» Instructions for the task:
Print the stored entries below verbatim, reproducing every line without changes.

Stored entries
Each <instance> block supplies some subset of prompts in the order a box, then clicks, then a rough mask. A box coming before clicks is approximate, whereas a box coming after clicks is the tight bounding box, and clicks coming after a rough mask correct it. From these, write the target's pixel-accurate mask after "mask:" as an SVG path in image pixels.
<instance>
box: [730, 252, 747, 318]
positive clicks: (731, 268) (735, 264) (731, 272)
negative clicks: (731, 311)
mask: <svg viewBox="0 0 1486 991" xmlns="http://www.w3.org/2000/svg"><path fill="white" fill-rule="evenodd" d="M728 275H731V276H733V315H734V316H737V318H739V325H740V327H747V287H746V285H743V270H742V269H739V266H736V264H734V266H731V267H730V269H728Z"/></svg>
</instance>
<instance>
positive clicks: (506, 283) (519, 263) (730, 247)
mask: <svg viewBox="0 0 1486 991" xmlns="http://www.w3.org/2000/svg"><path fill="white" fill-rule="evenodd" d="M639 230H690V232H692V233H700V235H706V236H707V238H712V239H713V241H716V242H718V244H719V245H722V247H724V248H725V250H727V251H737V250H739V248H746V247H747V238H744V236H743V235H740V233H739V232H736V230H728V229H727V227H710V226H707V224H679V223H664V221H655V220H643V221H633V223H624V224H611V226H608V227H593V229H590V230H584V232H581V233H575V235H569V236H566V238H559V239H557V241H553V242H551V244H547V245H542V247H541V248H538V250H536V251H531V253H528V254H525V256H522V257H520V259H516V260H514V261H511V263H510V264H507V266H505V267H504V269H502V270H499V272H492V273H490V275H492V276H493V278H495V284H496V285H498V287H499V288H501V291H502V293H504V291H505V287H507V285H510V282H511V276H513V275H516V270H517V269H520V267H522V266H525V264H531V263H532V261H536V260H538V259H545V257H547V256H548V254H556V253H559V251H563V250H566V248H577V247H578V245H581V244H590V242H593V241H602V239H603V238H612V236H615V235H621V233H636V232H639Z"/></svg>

» Reply to the task:
Each <instance> block supplies some subset of prompts in the order a box, then clicks, then a rough mask. A box coming before clicks is approximate, whereas a box coming after clicks is the tight bounding box, and clicks coming after a rough mask correct it. From these, write the target's pixel-accurate mask after "mask:" as an SVG path in image pixels.
<instance>
box: [730, 252, 747, 318]
positive clicks: (731, 268) (735, 264) (731, 272)
negative clicks: (731, 311)
mask: <svg viewBox="0 0 1486 991" xmlns="http://www.w3.org/2000/svg"><path fill="white" fill-rule="evenodd" d="M728 275H731V276H733V315H734V316H737V318H739V325H740V327H747V287H746V285H743V270H742V269H739V266H736V264H734V266H731V267H730V269H728Z"/></svg>
</instance>
<instance>
positive clicks: (506, 283) (519, 263) (730, 247)
mask: <svg viewBox="0 0 1486 991" xmlns="http://www.w3.org/2000/svg"><path fill="white" fill-rule="evenodd" d="M639 230H690V232H692V233H700V235H706V236H707V238H712V239H713V241H716V242H718V244H719V245H722V247H724V248H725V250H727V251H737V250H739V248H746V247H747V238H744V236H743V235H740V233H739V232H736V230H728V229H727V227H710V226H707V224H679V223H664V221H655V220H643V221H633V223H624V224H611V226H608V227H593V229H590V230H584V232H581V233H575V235H569V236H566V238H559V239H557V241H553V242H551V244H547V245H542V247H541V248H538V250H536V251H531V253H528V254H525V256H522V257H520V259H516V260H514V261H511V263H510V264H507V266H505V267H504V269H502V270H499V272H492V273H490V275H492V276H493V278H495V284H496V285H498V287H499V288H501V291H502V293H504V291H505V287H507V285H510V282H511V276H513V275H516V270H517V269H520V267H522V266H525V264H531V263H532V261H536V260H538V259H545V257H547V256H548V254H556V253H559V251H563V250H566V248H577V247H578V245H581V244H590V242H593V241H602V239H603V238H612V236H615V235H621V233H636V232H639Z"/></svg>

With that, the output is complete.